(Beginning of RECORDS)

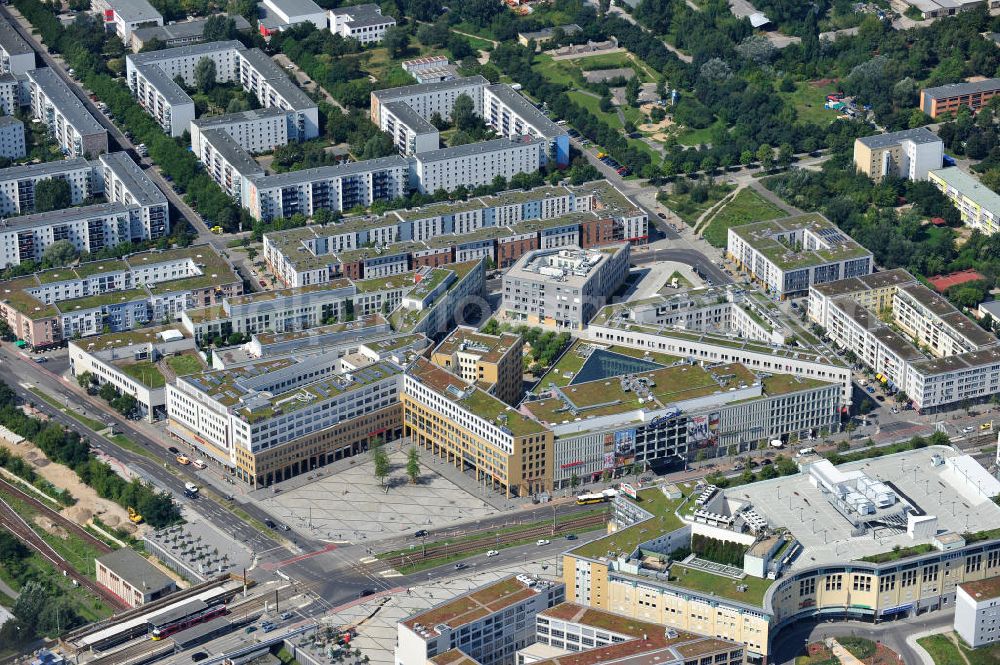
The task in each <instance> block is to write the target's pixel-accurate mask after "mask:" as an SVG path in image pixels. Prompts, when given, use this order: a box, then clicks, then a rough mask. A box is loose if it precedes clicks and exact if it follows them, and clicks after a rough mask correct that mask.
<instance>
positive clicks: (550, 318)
mask: <svg viewBox="0 0 1000 665" xmlns="http://www.w3.org/2000/svg"><path fill="white" fill-rule="evenodd" d="M628 261H629V245H628V244H622V245H611V246H608V247H604V248H602V249H599V250H598V249H589V250H583V249H580V248H579V247H564V248H559V249H537V250H533V251H531V252H528V253H527V254H525V255H524V256H522V257H521V258H520V259H518V261H517V263H515V264H514V266H513V267H511V268H510V269H509V270H508V271H507V272H506V273H504V276H503V300H502V302H501V303H500V314H499V315H500V316H501V317H503V318H505V319H508V320H511V321H518V322H522V323H527V324H528V325H529V326H544V327H546V328H561V329H569V330H581V329H582V328H583V327H584V326H586V325H587V322H588V321H590V319H591V318H592V317H593V316H594V314H596V313H597V310H599V309H600V308H602V307H604V305H605V304H606V303H607V301H608V299H609V298H610V297H611V295H612V294H613V293H614V292H615V291H616V290H617V289H618V287H619V286H621V284H622V282H624V281H625V278H626V277H627V276H628V270H629V262H628Z"/></svg>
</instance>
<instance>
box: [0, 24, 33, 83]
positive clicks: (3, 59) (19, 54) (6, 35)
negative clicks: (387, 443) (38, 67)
mask: <svg viewBox="0 0 1000 665" xmlns="http://www.w3.org/2000/svg"><path fill="white" fill-rule="evenodd" d="M34 68H35V51H34V49H32V48H31V46H29V45H28V42H26V41H24V39H23V38H22V37H21V35H20V34H18V32H17V30H15V29H14V26H13V25H11V24H10V22H9V21H8V20H7V19H3V20H0V72H2V73H4V74H14V75H18V74H24V73H27V72H29V71H31V70H32V69H34Z"/></svg>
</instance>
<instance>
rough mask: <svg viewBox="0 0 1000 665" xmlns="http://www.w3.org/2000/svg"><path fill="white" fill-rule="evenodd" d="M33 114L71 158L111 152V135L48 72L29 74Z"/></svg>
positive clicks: (30, 91)
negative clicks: (44, 126)
mask: <svg viewBox="0 0 1000 665" xmlns="http://www.w3.org/2000/svg"><path fill="white" fill-rule="evenodd" d="M26 76H27V78H28V85H29V90H30V96H31V102H30V106H31V113H32V115H33V116H34V117H35V119H36V120H41V121H42V122H44V123H45V125H46V126H47V127H48V128H49V131H50V132H52V136H53V137H54V138H55V139H56V142H57V143H58V144H59V147H60V148H61V149H62V151H63V153H64V154H65V155H67V156H69V157H96V156H97V155H99V154H101V153H103V152H107V151H108V132H107V130H105V129H104V128H103V127H102V126H101V124H100V123H99V122H97V120H96V119H94V116H92V115H91V114H90V111H88V110H87V108H86V107H85V106H84V105H83V103H82V102H81V101H80V100H79V99H77V97H76V95H74V94H73V93H72V92H71V91H70V89H69V87H68V86H67V85H66V84H65V83H64V82H63V80H62V79H61V78H59V76H57V75H56V73H55V72H53V71H52V70H51V69H49V68H47V67H46V68H43V69H34V70H31V71H29V72H27V73H26Z"/></svg>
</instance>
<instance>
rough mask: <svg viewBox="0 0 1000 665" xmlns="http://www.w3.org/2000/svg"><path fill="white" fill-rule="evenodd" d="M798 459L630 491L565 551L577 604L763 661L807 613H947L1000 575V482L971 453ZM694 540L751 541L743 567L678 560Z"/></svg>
mask: <svg viewBox="0 0 1000 665" xmlns="http://www.w3.org/2000/svg"><path fill="white" fill-rule="evenodd" d="M799 467H800V469H801V471H800V472H799V473H794V474H792V475H787V476H784V477H781V478H776V479H773V480H767V481H761V482H755V483H751V484H747V485H741V486H740V487H738V488H735V489H731V490H723V489H719V488H716V487H714V486H705V487H703V488H702V490H701V491H700V492H696V493H694V494H693V495H691V496H688V497H681V498H671V496H678V494H679V493H678V494H671V493H670V492H669V489H668V488H665V487H664V488H661V487H659V486H654V487H651V488H648V489H640V490H639V492H638V493H637V500H633V499H631V498H628V497H626V496H625V495H624V494H622V493H620V494H619V495H618V497H616V498H615V499H614V501H613V507H612V512H613V515H614V517H613V519H612V524H611V526H610V527H609V535H607V536H606V537H604V538H602V539H599V540H596V541H592V542H589V543H586V544H583V545H580V546H578V547H576V548H574V549H573V550H571V551H569V552H568V553H566V554H565V555H564V558H563V573H564V582H565V584H566V599H567V601H569V602H574V603H578V604H581V605H586V606H589V607H595V608H600V609H603V610H606V611H610V612H615V613H618V614H623V615H625V616H628V617H631V618H634V619H636V620H640V621H648V622H652V623H657V624H661V625H665V626H668V627H672V628H675V629H677V630H690V631H695V632H697V633H701V634H704V635H712V636H714V637H716V638H720V639H728V640H733V641H735V642H738V643H742V644H743V645H744V650H745V656H746V661H747V662H748V663H765V662H771V659H772V657H773V654H774V648H775V645H776V644H777V643H778V641H780V640H781V639H782V637H783V632H782V631H783V630H784V629H785V628H786V627H789V626H792V625H794V624H796V623H797V622H799V621H802V620H806V619H813V618H822V619H828V620H830V619H832V620H836V619H842V618H843V619H855V620H857V619H860V620H866V621H878V622H884V621H891V620H894V619H898V618H904V617H908V616H914V615H919V614H923V613H925V612H929V611H933V610H937V609H947V608H950V607H951V606H952V605H954V604H955V602H956V591H957V587H958V586H959V585H960V584H962V583H965V582H969V581H977V580H982V579H985V578H989V577H995V576H996V575H997V573H998V572H1000V538H998V537H997V533H1000V532H998V531H997V528H998V527H1000V508H998V507H997V506H996V505H995V504H993V502H992V501H991V498H990V497H991V496H994V495H996V494H997V492H998V491H1000V483H997V481H996V479H994V478H992V476H990V474H989V473H987V472H986V471H985V469H983V468H982V467H981V466H979V465H978V463H977V462H976V461H975V460H973V459H972V458H971V457H968V456H964V455H961V454H958V453H955V451H953V450H952V449H951V448H946V447H938V446H934V447H930V448H925V449H920V450H914V451H911V452H906V453H899V454H896V455H889V456H885V457H881V458H877V459H869V460H864V461H863V462H855V463H850V464H844V465H841V466H838V467H834V466H833V465H831V464H830V463H829V462H828V461H826V460H821V459H819V458H815V457H812V458H809V457H807V458H803V459H802V460H801V461H800V462H799ZM876 479H877V480H876ZM928 488H930V489H928ZM869 497H871V498H869ZM967 519H972V520H974V526H972V527H966V520H967ZM970 529H975V531H974V532H971V533H970ZM873 533H877V534H878V538H874V537H871V535H869V537H867V538H865V537H859V534H873ZM959 534H965V535H964V536H963V535H959ZM694 536H698V537H699V538H702V539H704V538H710V539H714V540H715V541H728V542H729V543H730V544H733V545H735V544H739V545H741V546H743V547H745V548H746V550H745V555H744V563H743V566H739V565H736V566H720V565H719V564H717V563H712V562H708V561H706V560H703V559H702V558H700V557H698V555H697V554H696V555H695V557H694V558H693V559H691V560H686V562H683V563H682V562H680V561H677V560H674V559H673V558H672V557H671V554H672V553H674V552H677V551H678V550H679V549H682V548H684V549H685V550H687V551H690V550H689V548H691V546H692V539H693V537H694Z"/></svg>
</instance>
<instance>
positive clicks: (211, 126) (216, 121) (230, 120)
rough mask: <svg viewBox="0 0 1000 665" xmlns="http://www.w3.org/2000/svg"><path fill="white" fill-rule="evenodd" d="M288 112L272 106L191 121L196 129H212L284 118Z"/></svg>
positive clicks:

(End of RECORDS)

Would you return all of the data above word for word, omitting every picture?

• [ANSWER TO THIS PROBLEM]
The task in each <instance> block is to write the target's pixel-accurate mask after "mask:" as an SVG path in image pixels. Prompts, when given, use this order: a box, then clicks, then a rough mask. A box is loose if it precedes clicks and exact if it follows them, and clicks after a rough mask correct that mask.
<instance>
positive clicks: (550, 318)
mask: <svg viewBox="0 0 1000 665" xmlns="http://www.w3.org/2000/svg"><path fill="white" fill-rule="evenodd" d="M628 261H629V245H628V244H622V245H611V246H608V247H604V248H602V249H599V250H598V249H589V250H583V249H580V248H579V247H564V248H559V249H537V250H533V251H531V252H528V253H527V254H525V255H524V256H522V257H521V258H520V259H518V261H517V263H515V264H514V266H513V267H511V268H510V269H509V270H508V271H507V272H506V273H504V276H503V300H502V302H501V303H500V314H499V315H500V316H501V317H503V318H505V319H508V320H511V321H518V322H522V323H527V324H528V325H529V326H544V327H546V328H561V329H569V330H581V329H582V328H583V327H584V326H586V325H587V322H588V321H590V319H591V318H592V317H593V316H594V314H596V313H597V310H599V309H600V308H602V307H604V305H605V304H606V303H607V301H608V299H609V298H610V297H611V295H612V294H613V293H614V292H615V291H616V290H617V289H618V287H619V286H621V284H622V282H624V281H625V278H626V277H627V276H628V270H629V262H628Z"/></svg>
</instance>
<instance>
box: [0, 24, 33, 83]
positive clicks: (3, 59) (19, 54) (6, 35)
negative clicks: (387, 443) (38, 67)
mask: <svg viewBox="0 0 1000 665" xmlns="http://www.w3.org/2000/svg"><path fill="white" fill-rule="evenodd" d="M34 68H35V51H34V49H32V48H31V46H29V45H28V42H26V41H24V39H23V38H22V37H21V35H20V34H18V32H17V30H15V29H14V26H13V25H11V24H10V22H9V21H8V20H7V19H3V20H0V72H2V73H4V74H14V75H18V74H24V73H27V72H29V71H31V70H32V69H34Z"/></svg>
</instance>
<instance>
rough mask: <svg viewBox="0 0 1000 665" xmlns="http://www.w3.org/2000/svg"><path fill="white" fill-rule="evenodd" d="M33 114L71 158L111 152V135L48 72L29 74Z"/></svg>
positive clicks: (30, 91)
negative clicks: (44, 126)
mask: <svg viewBox="0 0 1000 665" xmlns="http://www.w3.org/2000/svg"><path fill="white" fill-rule="evenodd" d="M26 76H27V78H28V85H29V90H30V96H31V102H30V106H31V113H32V115H33V116H34V117H35V119H36V120H41V121H42V122H44V123H45V125H46V126H47V127H48V128H49V131H50V132H52V136H53V137H54V138H55V139H56V142H57V143H58V144H59V147H60V148H61V149H62V151H63V153H64V154H65V155H67V156H69V157H96V156H97V155H99V154H101V153H103V152H107V151H108V132H107V130H105V129H104V128H103V127H102V126H101V124H100V123H99V122H97V120H96V119H94V116H92V115H91V114H90V111H88V110H87V108H86V107H85V106H84V105H83V103H82V102H81V101H80V100H79V99H77V97H76V95H74V94H73V93H72V92H71V91H70V89H69V87H68V86H67V85H66V84H65V83H64V82H63V80H62V79H61V78H59V76H57V75H56V73H55V72H53V71H52V70H51V69H49V68H47V67H46V68H43V69H34V70H31V71H29V72H27V73H26Z"/></svg>
</instance>
<instance>
rough mask: <svg viewBox="0 0 1000 665" xmlns="http://www.w3.org/2000/svg"><path fill="white" fill-rule="evenodd" d="M798 459L630 491L565 551L577 604L763 661L807 613H947L1000 575V482L971 453ZM694 540L751 541L743 567L678 560Z"/></svg>
mask: <svg viewBox="0 0 1000 665" xmlns="http://www.w3.org/2000/svg"><path fill="white" fill-rule="evenodd" d="M799 467H800V469H801V471H800V472H799V473H794V474H792V475H787V476H784V477H781V478H776V479H773V480H767V481H761V482H755V483H751V484H747V485H741V486H740V487H738V488H735V489H731V490H723V489H719V488H716V487H714V486H705V487H703V488H702V490H701V491H700V492H696V493H694V494H693V495H691V496H688V497H681V498H671V496H678V494H679V493H678V494H671V493H670V492H669V489H668V488H665V487H664V488H661V487H659V486H654V487H651V488H648V489H640V490H639V492H638V493H637V500H633V499H631V498H628V497H626V496H625V495H624V494H622V493H620V494H619V495H618V497H616V498H615V499H614V501H613V507H612V512H613V515H614V517H613V519H612V524H611V526H610V527H609V535H607V536H606V537H604V538H602V539H599V540H596V541H592V542H589V543H586V544H583V545H580V546H578V547H576V548H574V549H573V550H571V551H569V552H568V553H566V554H565V555H564V558H563V573H564V582H565V584H566V599H567V601H569V602H574V603H578V604H581V605H586V606H589V607H595V608H600V609H603V610H606V611H610V612H615V613H618V614H623V615H625V616H628V617H631V618H634V619H636V620H640V621H648V622H652V623H657V624H661V625H665V626H668V627H672V628H675V629H677V630H690V631H695V632H697V633H701V634H704V635H712V636H714V637H716V638H720V639H728V640H733V641H735V642H738V643H742V644H743V645H744V650H745V656H746V661H747V662H748V663H765V662H771V659H772V657H773V654H774V648H775V645H776V644H777V643H778V641H780V640H781V639H782V637H783V632H782V631H783V630H784V629H785V628H786V627H789V626H792V625H794V624H796V623H797V622H799V621H802V620H806V619H813V618H822V619H828V620H830V619H832V620H836V619H842V618H843V619H855V620H857V619H860V620H866V621H878V622H884V621H891V620H894V619H898V618H904V617H908V616H914V615H919V614H923V613H925V612H929V611H933V610H937V609H947V608H950V607H951V606H952V605H954V604H955V602H956V591H957V587H958V586H959V585H960V584H962V583H965V582H969V581H977V580H982V579H985V578H989V577H995V576H996V575H997V573H998V572H1000V538H998V537H997V533H1000V532H998V531H997V528H998V527H1000V508H998V507H997V506H996V505H995V504H993V502H992V501H991V498H990V497H991V496H994V495H996V494H997V492H998V491H1000V483H997V481H996V479H994V478H992V476H990V474H989V473H987V472H986V471H985V469H983V468H982V467H981V466H979V465H978V463H977V462H976V461H975V460H973V459H972V458H971V457H968V456H964V455H961V454H958V453H955V451H953V450H952V449H951V448H946V447H938V446H934V447H930V448H925V449H920V450H914V451H911V452H906V453H899V454H896V455H889V456H885V457H881V458H877V459H869V460H864V461H863V462H855V463H850V464H844V465H841V466H838V467H834V466H833V465H831V464H830V463H829V462H828V461H826V460H821V459H819V458H815V457H812V458H809V457H807V458H803V459H802V460H801V461H800V462H799ZM876 479H877V480H876ZM928 488H930V489H928ZM869 497H871V498H869ZM967 519H972V520H974V526H972V527H966V520H967ZM970 529H975V531H974V532H971V533H970ZM873 533H877V534H878V538H874V537H871V535H869V537H867V538H865V537H859V534H873ZM959 534H965V535H964V536H963V535H959ZM694 536H698V537H699V538H702V539H704V538H710V539H714V540H715V541H728V542H729V543H730V544H733V545H735V544H739V545H741V546H743V547H745V548H746V550H745V555H744V563H743V566H739V565H736V566H720V565H719V564H717V563H712V562H708V561H706V560H703V559H702V558H700V557H698V555H697V554H696V555H695V557H694V558H693V559H691V560H686V562H683V563H682V562H680V561H677V560H674V559H673V558H672V557H671V554H672V553H674V552H677V551H678V550H679V549H682V548H684V549H685V550H687V551H690V550H689V548H691V546H692V539H693V537H694Z"/></svg>
</instance>
<instance>
positive clicks: (211, 126) (216, 121) (230, 120)
rough mask: <svg viewBox="0 0 1000 665" xmlns="http://www.w3.org/2000/svg"><path fill="white" fill-rule="evenodd" d="M288 112L272 106L191 121L196 129H212L284 118Z"/></svg>
positive clicks:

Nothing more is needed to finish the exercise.